### Selected passage
■ ■ ■ ■ ■

Hierarchical Clustering Code Construction (\(\mathbf{h}_{y_i} \to \mathbf{c}^{y_i}\)):
- Function: Discretize continuous code vectors into integer sequence codes.
- Mechanism: Recursively apply \(k\)-means clustering (\(k=v\)) to the optimized code vectors \(\mathbf{H}\) to form a tree structure. The code for each identity, \(\mathbf{c}^{y_i} = \{c_1^{y_i}, ..., c_l^{y_i}\}\), is the concatenation of path indices from the root to the corresponding leaf node. Consequently, identities with similar general information share code prefix tokens, forming structured codes. The codes are determined and fixed prior to training and do not participate in gradient updates during main training.
- Design Motivation: The hierarchical code structure gives the \(v\)-way classification at each level a clear semantic meaning (from coarse to fine), which is more suitable for classification learning than random coding. The settings for \(l\) and \(v\) ensure that \(5 \le v \le 20\).
Dual-Loss Training Framework:
- Function: Simultaneously ensure code prediction accuracy and intra-class compactness in the feature space.
- Mechanism: The total loss is \(L = L_C + \gamma L_{AR}\). The code classification loss \(L_C = \sum_{j=1}^l \lambda_j L_{CE}(\bar{c}_j^{y_i}, c_j^{y_i})\) uses \(l\) independent \(v\)-way classifiers with AMS to predict each token, with each classifier having a projection head \(H_{\phi_j}\) and \(v\) centers. The regression loss \(L_{AR} = \frac{1}{2}(\mathbf{z}_i^\top \mathbf{h}_{y_i} - 1)^2\) directly pulls features closer to the code vectors. Its gradient only contains "pulling forces" and no "pushing forces," thereby avoiding minority collapse.

■ ■ ■ ■ ■

### Entries shown

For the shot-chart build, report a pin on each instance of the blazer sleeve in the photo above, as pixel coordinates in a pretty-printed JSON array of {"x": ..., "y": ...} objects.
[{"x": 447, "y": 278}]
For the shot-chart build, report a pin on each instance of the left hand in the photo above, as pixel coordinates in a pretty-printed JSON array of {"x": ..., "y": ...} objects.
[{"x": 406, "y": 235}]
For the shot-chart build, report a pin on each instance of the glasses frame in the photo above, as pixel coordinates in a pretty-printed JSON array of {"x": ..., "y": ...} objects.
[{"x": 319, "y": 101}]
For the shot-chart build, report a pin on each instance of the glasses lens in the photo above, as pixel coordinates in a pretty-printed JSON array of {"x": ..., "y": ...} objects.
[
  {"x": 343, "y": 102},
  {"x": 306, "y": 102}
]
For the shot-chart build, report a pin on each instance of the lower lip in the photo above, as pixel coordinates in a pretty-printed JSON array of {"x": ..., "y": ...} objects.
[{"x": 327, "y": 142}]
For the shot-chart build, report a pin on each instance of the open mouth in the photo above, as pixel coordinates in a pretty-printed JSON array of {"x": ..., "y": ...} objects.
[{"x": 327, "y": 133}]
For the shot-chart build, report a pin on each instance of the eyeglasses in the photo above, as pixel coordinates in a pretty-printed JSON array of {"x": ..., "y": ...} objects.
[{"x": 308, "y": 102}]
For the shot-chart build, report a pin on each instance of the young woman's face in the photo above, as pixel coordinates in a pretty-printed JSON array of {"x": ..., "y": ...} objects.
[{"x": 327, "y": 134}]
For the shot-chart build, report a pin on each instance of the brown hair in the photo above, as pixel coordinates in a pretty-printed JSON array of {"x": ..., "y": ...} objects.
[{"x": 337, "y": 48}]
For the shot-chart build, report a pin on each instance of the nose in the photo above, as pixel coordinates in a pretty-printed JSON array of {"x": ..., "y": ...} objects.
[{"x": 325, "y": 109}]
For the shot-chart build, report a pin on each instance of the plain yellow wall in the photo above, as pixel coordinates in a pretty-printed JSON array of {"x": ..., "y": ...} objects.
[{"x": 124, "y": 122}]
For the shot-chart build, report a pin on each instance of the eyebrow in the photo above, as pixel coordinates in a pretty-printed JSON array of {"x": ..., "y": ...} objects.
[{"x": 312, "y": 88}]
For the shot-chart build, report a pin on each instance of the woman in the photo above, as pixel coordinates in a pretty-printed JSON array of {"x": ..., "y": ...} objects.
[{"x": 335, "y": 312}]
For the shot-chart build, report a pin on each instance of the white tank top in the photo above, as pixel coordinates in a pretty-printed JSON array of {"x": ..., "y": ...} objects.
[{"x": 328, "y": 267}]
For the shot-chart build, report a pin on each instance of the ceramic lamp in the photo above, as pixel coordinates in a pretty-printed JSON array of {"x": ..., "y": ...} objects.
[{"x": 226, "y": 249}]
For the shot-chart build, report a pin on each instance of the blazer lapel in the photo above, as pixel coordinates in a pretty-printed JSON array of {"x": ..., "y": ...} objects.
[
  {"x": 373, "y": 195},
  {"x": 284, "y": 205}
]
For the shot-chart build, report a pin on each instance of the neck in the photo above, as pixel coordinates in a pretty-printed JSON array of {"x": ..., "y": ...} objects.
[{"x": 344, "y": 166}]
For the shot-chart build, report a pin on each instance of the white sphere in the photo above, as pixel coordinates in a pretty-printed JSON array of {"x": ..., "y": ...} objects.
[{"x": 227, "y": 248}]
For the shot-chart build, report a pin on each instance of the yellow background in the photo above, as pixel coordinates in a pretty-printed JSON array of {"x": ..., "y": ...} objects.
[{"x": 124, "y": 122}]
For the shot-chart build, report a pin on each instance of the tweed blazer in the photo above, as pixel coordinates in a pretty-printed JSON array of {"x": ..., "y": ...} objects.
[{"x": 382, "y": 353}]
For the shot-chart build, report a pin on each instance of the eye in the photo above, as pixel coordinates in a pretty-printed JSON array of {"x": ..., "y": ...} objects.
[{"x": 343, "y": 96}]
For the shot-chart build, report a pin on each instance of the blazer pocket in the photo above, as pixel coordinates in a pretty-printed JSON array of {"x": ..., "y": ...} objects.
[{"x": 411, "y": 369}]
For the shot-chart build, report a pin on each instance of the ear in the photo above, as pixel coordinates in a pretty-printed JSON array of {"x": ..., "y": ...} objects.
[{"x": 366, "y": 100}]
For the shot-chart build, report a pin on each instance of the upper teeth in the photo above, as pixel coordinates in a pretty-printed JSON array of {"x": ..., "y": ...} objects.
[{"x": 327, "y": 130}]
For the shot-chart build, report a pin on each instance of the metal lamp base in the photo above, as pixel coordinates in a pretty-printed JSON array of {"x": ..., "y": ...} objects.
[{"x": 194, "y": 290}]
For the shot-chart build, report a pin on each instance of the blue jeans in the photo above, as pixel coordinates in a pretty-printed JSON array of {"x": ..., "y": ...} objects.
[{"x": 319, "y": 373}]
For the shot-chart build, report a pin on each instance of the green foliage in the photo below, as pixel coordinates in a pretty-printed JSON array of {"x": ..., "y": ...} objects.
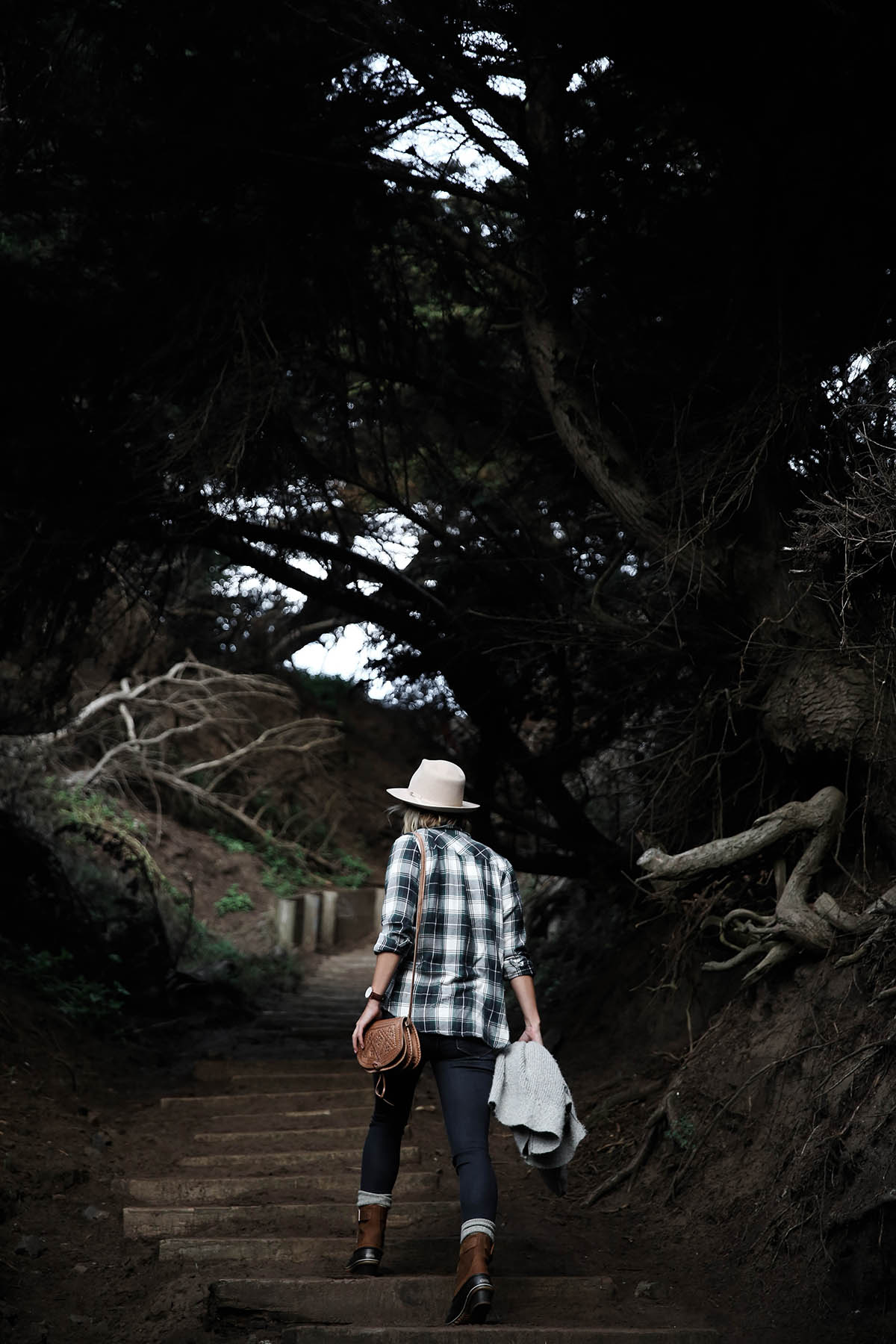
[
  {"x": 234, "y": 902},
  {"x": 53, "y": 976},
  {"x": 287, "y": 871},
  {"x": 231, "y": 844},
  {"x": 89, "y": 806},
  {"x": 682, "y": 1133},
  {"x": 326, "y": 691}
]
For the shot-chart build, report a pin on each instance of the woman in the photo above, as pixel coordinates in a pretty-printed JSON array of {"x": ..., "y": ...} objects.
[{"x": 470, "y": 940}]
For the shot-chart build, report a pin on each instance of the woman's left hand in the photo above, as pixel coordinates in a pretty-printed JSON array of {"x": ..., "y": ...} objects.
[{"x": 371, "y": 1012}]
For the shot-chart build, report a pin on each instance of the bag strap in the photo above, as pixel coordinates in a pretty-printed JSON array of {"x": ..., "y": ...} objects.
[{"x": 421, "y": 844}]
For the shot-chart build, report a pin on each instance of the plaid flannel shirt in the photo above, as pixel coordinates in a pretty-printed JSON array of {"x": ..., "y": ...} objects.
[{"x": 472, "y": 934}]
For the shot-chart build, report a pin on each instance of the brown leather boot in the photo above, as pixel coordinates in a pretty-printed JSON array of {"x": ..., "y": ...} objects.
[
  {"x": 371, "y": 1234},
  {"x": 472, "y": 1287}
]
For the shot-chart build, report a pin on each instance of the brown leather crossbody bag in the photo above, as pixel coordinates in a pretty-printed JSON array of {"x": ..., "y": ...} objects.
[{"x": 393, "y": 1043}]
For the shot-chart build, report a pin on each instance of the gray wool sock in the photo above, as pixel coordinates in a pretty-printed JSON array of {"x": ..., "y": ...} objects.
[
  {"x": 367, "y": 1196},
  {"x": 477, "y": 1225}
]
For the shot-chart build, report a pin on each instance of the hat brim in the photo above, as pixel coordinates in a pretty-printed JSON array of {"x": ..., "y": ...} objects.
[{"x": 428, "y": 806}]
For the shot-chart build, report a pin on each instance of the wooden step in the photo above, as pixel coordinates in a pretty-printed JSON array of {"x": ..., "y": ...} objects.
[
  {"x": 215, "y": 1189},
  {"x": 242, "y": 1102},
  {"x": 210, "y": 1070},
  {"x": 414, "y": 1300},
  {"x": 499, "y": 1335},
  {"x": 435, "y": 1218},
  {"x": 406, "y": 1253},
  {"x": 282, "y": 1162},
  {"x": 308, "y": 1137}
]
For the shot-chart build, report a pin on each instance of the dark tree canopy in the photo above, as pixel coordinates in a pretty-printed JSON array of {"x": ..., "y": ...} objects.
[{"x": 608, "y": 385}]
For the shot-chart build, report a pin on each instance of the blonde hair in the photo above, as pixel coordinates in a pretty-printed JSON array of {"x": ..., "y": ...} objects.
[{"x": 415, "y": 820}]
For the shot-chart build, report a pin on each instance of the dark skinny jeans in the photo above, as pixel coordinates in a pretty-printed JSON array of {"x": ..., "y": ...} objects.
[{"x": 462, "y": 1068}]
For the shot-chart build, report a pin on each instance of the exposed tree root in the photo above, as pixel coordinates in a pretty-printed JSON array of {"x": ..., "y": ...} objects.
[
  {"x": 665, "y": 1110},
  {"x": 795, "y": 924},
  {"x": 245, "y": 730}
]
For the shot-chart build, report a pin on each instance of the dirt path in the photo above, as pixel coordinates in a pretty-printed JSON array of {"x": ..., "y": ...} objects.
[{"x": 253, "y": 1198}]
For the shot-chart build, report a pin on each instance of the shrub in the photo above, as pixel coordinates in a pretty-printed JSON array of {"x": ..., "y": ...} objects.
[{"x": 234, "y": 902}]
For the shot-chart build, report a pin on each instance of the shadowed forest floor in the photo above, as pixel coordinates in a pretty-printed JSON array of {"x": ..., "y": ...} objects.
[{"x": 80, "y": 1115}]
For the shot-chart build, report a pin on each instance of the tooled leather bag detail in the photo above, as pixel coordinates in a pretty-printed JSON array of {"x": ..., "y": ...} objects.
[{"x": 393, "y": 1042}]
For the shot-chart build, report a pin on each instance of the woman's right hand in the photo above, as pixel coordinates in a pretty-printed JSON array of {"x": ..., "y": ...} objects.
[{"x": 371, "y": 1014}]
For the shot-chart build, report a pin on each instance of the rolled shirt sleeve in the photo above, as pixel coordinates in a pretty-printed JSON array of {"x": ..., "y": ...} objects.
[
  {"x": 514, "y": 937},
  {"x": 399, "y": 900}
]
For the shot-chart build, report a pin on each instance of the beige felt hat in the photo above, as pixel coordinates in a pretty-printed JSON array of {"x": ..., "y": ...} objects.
[{"x": 437, "y": 785}]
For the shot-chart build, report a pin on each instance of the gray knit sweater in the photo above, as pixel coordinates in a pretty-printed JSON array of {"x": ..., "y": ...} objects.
[{"x": 529, "y": 1095}]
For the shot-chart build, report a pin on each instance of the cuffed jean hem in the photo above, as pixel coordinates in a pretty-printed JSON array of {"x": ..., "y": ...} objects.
[
  {"x": 477, "y": 1225},
  {"x": 367, "y": 1196}
]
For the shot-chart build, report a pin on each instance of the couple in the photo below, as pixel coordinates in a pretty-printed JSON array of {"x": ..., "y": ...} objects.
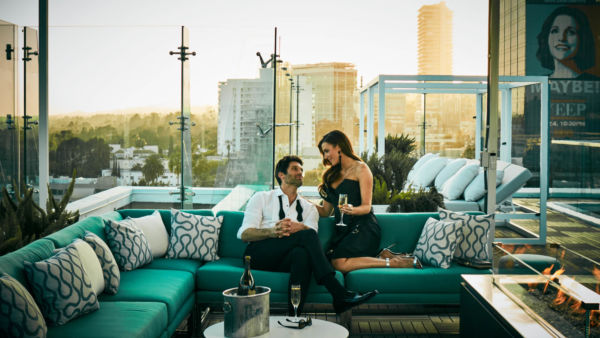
[{"x": 281, "y": 227}]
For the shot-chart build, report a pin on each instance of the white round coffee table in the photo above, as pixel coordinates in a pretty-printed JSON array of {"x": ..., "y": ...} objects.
[{"x": 319, "y": 328}]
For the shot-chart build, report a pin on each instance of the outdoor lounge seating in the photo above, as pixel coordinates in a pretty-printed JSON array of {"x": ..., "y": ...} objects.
[
  {"x": 511, "y": 178},
  {"x": 153, "y": 300}
]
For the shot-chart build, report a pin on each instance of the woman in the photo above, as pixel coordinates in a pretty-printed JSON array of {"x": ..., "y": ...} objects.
[
  {"x": 566, "y": 44},
  {"x": 353, "y": 246}
]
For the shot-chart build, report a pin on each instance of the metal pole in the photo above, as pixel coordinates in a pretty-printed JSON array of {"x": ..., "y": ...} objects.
[
  {"x": 297, "y": 112},
  {"x": 43, "y": 138},
  {"x": 291, "y": 122},
  {"x": 274, "y": 65}
]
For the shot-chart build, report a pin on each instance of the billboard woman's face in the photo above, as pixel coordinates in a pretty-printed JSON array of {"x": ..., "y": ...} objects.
[{"x": 563, "y": 38}]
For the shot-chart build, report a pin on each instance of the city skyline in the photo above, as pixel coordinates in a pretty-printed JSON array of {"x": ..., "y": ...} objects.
[{"x": 132, "y": 41}]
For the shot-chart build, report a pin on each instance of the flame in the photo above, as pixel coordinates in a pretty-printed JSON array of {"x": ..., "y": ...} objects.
[
  {"x": 554, "y": 275},
  {"x": 576, "y": 308},
  {"x": 560, "y": 298},
  {"x": 595, "y": 318}
]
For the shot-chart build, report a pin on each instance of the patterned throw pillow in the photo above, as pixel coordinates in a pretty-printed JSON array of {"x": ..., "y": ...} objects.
[
  {"x": 128, "y": 244},
  {"x": 437, "y": 243},
  {"x": 194, "y": 236},
  {"x": 110, "y": 269},
  {"x": 19, "y": 314},
  {"x": 61, "y": 287},
  {"x": 475, "y": 231}
]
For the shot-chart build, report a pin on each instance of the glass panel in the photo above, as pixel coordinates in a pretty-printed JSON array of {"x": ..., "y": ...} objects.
[{"x": 9, "y": 123}]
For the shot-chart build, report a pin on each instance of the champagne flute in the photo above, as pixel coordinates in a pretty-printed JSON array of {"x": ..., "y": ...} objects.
[
  {"x": 343, "y": 199},
  {"x": 295, "y": 298}
]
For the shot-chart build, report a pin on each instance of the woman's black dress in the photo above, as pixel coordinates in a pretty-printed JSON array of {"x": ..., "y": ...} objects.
[{"x": 362, "y": 235}]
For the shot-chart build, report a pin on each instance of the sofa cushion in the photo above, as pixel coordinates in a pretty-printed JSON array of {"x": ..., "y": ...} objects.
[
  {"x": 117, "y": 319},
  {"x": 13, "y": 263},
  {"x": 194, "y": 236},
  {"x": 189, "y": 265},
  {"x": 170, "y": 287},
  {"x": 90, "y": 263},
  {"x": 128, "y": 244},
  {"x": 155, "y": 232},
  {"x": 19, "y": 314},
  {"x": 61, "y": 287},
  {"x": 451, "y": 168},
  {"x": 437, "y": 242},
  {"x": 402, "y": 230},
  {"x": 165, "y": 215},
  {"x": 456, "y": 185},
  {"x": 65, "y": 236},
  {"x": 226, "y": 272},
  {"x": 427, "y": 280},
  {"x": 476, "y": 189},
  {"x": 110, "y": 269},
  {"x": 428, "y": 172},
  {"x": 229, "y": 244},
  {"x": 473, "y": 243}
]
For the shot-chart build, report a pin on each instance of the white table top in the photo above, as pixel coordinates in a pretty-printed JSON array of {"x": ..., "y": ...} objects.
[{"x": 319, "y": 328}]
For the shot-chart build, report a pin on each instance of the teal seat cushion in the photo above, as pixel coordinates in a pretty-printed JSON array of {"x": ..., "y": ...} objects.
[
  {"x": 165, "y": 214},
  {"x": 170, "y": 287},
  {"x": 65, "y": 236},
  {"x": 226, "y": 272},
  {"x": 396, "y": 280},
  {"x": 12, "y": 262},
  {"x": 117, "y": 319},
  {"x": 189, "y": 265}
]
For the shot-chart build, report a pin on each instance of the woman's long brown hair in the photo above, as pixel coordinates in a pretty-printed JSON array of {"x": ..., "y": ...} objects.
[{"x": 333, "y": 173}]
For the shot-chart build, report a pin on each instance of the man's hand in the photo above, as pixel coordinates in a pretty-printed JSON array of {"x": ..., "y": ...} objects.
[{"x": 287, "y": 227}]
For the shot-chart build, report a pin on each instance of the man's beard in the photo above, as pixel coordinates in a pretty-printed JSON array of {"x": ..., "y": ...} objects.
[{"x": 290, "y": 180}]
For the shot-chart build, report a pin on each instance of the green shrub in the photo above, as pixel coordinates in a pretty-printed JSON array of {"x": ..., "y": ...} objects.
[{"x": 22, "y": 221}]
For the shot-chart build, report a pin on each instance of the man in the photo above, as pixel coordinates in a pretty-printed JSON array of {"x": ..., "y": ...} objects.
[{"x": 281, "y": 228}]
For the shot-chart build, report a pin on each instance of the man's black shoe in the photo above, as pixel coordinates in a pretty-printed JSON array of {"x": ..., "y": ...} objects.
[{"x": 352, "y": 299}]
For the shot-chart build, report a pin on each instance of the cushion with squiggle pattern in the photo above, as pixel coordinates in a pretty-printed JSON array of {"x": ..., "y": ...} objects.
[
  {"x": 110, "y": 269},
  {"x": 475, "y": 231},
  {"x": 61, "y": 287},
  {"x": 19, "y": 314},
  {"x": 128, "y": 244},
  {"x": 194, "y": 236},
  {"x": 437, "y": 243}
]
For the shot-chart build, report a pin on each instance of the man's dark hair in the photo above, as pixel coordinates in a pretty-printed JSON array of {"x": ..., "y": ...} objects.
[
  {"x": 283, "y": 165},
  {"x": 585, "y": 56}
]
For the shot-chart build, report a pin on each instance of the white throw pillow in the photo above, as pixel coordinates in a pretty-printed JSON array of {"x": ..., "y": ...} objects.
[
  {"x": 455, "y": 186},
  {"x": 475, "y": 191},
  {"x": 418, "y": 164},
  {"x": 428, "y": 171},
  {"x": 154, "y": 229},
  {"x": 451, "y": 168},
  {"x": 91, "y": 264}
]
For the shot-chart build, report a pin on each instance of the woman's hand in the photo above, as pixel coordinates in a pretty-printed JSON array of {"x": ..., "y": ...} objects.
[{"x": 347, "y": 209}]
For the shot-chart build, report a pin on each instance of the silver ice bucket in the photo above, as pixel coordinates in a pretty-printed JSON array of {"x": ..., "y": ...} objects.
[{"x": 246, "y": 316}]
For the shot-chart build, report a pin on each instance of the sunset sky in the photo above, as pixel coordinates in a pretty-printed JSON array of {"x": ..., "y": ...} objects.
[{"x": 112, "y": 55}]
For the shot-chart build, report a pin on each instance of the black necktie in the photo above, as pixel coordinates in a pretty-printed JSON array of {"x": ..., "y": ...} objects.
[{"x": 298, "y": 209}]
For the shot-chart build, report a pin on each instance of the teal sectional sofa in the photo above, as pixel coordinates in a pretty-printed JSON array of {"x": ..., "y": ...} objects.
[{"x": 153, "y": 300}]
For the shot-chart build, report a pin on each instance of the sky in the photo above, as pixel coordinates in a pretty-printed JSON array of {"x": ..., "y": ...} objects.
[{"x": 113, "y": 55}]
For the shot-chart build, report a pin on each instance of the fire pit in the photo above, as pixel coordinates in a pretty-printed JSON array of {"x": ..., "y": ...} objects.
[{"x": 562, "y": 299}]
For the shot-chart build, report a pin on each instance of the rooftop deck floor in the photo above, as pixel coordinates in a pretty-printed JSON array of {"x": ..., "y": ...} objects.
[{"x": 438, "y": 321}]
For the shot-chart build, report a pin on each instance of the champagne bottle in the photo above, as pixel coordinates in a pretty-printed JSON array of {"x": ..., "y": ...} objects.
[{"x": 246, "y": 286}]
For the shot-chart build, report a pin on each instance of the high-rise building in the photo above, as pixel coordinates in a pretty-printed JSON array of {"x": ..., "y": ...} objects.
[
  {"x": 334, "y": 95},
  {"x": 435, "y": 40}
]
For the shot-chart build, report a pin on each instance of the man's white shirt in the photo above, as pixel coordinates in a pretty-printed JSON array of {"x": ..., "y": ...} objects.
[{"x": 262, "y": 211}]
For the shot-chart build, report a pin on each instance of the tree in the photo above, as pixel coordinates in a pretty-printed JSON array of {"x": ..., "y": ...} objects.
[{"x": 152, "y": 168}]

■ ■ ■ ■ ■

### Written request 1
Reproduce the clustering passage from "- Design Motivation: The" to "v \le 20\).", without changing a character.
### Written request 2
Pick out each line of the records that contains the word "dark". Match case exactly.

### Reply 1
- Design Motivation: The hierarchical code structure gives the \(v\)-way classification at each level a clear semantic meaning (from coarse to fine), which is more suitable for classification learning than random coding. The settings for \(l\) and \(v\) ensure that \(5 \le v \le 20\).

### Reply 2
For the shot-chart build, report a pin on each instance of the dark tree canopy in the photo above, as pixel coordinates in a pretty-printed JSON array of {"x": ..., "y": ...} objects.
For the shot-chart build, report a pin on each instance of the dark skinny jeans in the photo above, as pixel coordinates in a pretty-printed JSON array of {"x": ..., "y": ...} objects.
For the shot-chart build, report a pin on each instance of the man's dark hair in the photo above, as pixel coordinates in a pretty-printed JSON array of {"x": ..., "y": ...} objects.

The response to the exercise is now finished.